- What you will do
Reproduce all of the following records verbatim, changing nothing.

- Data in this exercise
★ ★ ★

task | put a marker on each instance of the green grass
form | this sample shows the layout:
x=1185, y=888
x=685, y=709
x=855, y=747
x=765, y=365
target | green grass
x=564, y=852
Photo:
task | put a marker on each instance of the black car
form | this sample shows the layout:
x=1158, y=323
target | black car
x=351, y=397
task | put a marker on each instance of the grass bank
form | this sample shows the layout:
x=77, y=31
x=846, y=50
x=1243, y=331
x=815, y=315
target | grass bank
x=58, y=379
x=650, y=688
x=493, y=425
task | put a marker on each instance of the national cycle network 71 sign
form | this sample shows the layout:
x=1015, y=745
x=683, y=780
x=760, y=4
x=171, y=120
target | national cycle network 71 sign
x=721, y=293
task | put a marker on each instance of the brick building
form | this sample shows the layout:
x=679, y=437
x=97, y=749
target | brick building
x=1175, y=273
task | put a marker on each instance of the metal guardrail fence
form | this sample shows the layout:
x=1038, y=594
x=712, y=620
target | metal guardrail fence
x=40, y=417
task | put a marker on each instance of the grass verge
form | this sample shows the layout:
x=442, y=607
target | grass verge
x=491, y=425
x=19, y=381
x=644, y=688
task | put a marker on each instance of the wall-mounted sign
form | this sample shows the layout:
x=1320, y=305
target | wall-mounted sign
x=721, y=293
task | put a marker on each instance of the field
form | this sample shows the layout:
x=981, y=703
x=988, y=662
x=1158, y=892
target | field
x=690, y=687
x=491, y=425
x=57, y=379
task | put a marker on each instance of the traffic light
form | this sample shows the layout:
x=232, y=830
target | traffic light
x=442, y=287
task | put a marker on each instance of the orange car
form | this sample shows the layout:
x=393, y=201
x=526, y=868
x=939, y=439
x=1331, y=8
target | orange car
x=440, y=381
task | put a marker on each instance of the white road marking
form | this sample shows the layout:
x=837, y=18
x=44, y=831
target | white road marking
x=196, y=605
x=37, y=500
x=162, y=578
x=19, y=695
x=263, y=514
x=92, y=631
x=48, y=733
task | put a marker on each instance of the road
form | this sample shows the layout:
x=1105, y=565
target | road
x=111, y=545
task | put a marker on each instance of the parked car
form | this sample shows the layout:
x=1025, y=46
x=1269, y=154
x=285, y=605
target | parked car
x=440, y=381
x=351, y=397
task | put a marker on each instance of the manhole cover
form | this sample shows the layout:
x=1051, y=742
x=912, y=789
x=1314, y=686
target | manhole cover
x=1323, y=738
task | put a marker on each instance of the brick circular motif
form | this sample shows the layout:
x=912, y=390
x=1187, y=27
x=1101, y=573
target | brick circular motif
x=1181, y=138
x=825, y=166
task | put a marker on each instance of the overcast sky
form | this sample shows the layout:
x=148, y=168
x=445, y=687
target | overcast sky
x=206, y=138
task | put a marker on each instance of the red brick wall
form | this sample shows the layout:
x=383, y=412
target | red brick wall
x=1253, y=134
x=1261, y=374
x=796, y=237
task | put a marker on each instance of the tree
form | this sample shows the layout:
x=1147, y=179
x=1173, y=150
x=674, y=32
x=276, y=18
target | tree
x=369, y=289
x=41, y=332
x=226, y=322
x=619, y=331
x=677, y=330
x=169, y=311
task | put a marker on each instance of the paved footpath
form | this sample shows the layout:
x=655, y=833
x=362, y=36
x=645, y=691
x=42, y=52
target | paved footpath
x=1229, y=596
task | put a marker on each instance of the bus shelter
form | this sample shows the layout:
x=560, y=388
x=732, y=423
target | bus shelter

★ ★ ★

- Result below
task | put a marker on each instance of the green grass
form | this sample shows the layout:
x=1185, y=888
x=685, y=709
x=855, y=747
x=765, y=365
target | green grass
x=564, y=852
Photo:
task | put a marker on each instance of the black car
form | this sample shows the layout:
x=1158, y=323
target | black car
x=351, y=397
task | put a marker on each instance of the grass bank
form | this sample shows the layout:
x=77, y=31
x=846, y=50
x=1243, y=331
x=815, y=315
target | grass bank
x=58, y=379
x=650, y=688
x=493, y=425
task | put a marker on each instance of the national cycle network 71 sign
form | this sample shows the layout:
x=1015, y=745
x=683, y=780
x=760, y=4
x=171, y=120
target | national cycle network 71 sign
x=721, y=293
task | put a marker on each instance of the brick building
form | this sample shows the layout:
x=679, y=437
x=97, y=749
target | brick building
x=1175, y=273
task | put a marker on each instance of the metal guardrail fence
form | this sample shows the layout:
x=1038, y=594
x=712, y=620
target | metal guardrail fence
x=40, y=417
task | put a marker on each instance of the grass verge
form | this sample shows the layout:
x=442, y=607
target | grass verge
x=491, y=425
x=19, y=381
x=644, y=688
task | put a marker on each instance of the wall-mounted sign
form | this sample shows the layout:
x=1320, y=305
target | wall-mounted sign
x=721, y=293
task | put a marker on each instance of the field
form | this sample shows the layout:
x=981, y=703
x=988, y=662
x=1158, y=892
target | field
x=690, y=687
x=491, y=425
x=57, y=379
task | put a marker on each instance of the traffic light
form | this sample shows the layout:
x=232, y=830
target | traffic light
x=442, y=287
task | put a marker on each instance of the orange car
form | this sample shows the layout:
x=393, y=201
x=526, y=868
x=939, y=439
x=1331, y=8
target | orange car
x=440, y=381
task | put a marker on each instance of the white road marking
form | this sample shows the layout:
x=837, y=18
x=44, y=831
target | white road marking
x=196, y=605
x=37, y=500
x=162, y=578
x=19, y=695
x=263, y=514
x=92, y=631
x=48, y=733
task | put a marker on each instance of the road
form | this sample shows the layout:
x=1105, y=565
target | road
x=111, y=545
task | put a marker on each instance of the parked car
form | this sample shows the layout:
x=1025, y=46
x=1269, y=154
x=285, y=605
target | parked car
x=440, y=381
x=351, y=397
task | put a marker on each instance of the manhole cover
form | this sample shows the layout:
x=1051, y=742
x=912, y=789
x=1314, y=686
target | manhole cover
x=1323, y=738
task | put a marker on each instance of the brick circular motif
form | this sample shows the layout:
x=912, y=390
x=1187, y=27
x=1101, y=573
target | brick circular motif
x=1181, y=138
x=825, y=166
task | put a marker on each instance of the overcast sky
form | this sample shows the layout:
x=148, y=168
x=445, y=687
target | overcast sky
x=206, y=138
task | put a marker on each instance of the red brick wall
form | this sample shows the layout:
x=383, y=412
target | red brick wall
x=1253, y=134
x=1261, y=374
x=796, y=237
task | put a marker on each instance of the tree
form | this sample shows the layout:
x=1147, y=179
x=1173, y=150
x=674, y=32
x=276, y=18
target | tree
x=369, y=289
x=41, y=332
x=226, y=322
x=619, y=331
x=677, y=330
x=169, y=311
task | put a marker on each instance of the paved footpath
form | this sample shows the layout:
x=655, y=833
x=362, y=36
x=645, y=691
x=42, y=52
target | paved footpath
x=1229, y=596
task | put a marker on each instance of the bus shelter
form | this sample shows the layout:
x=560, y=388
x=732, y=423
target | bus shelter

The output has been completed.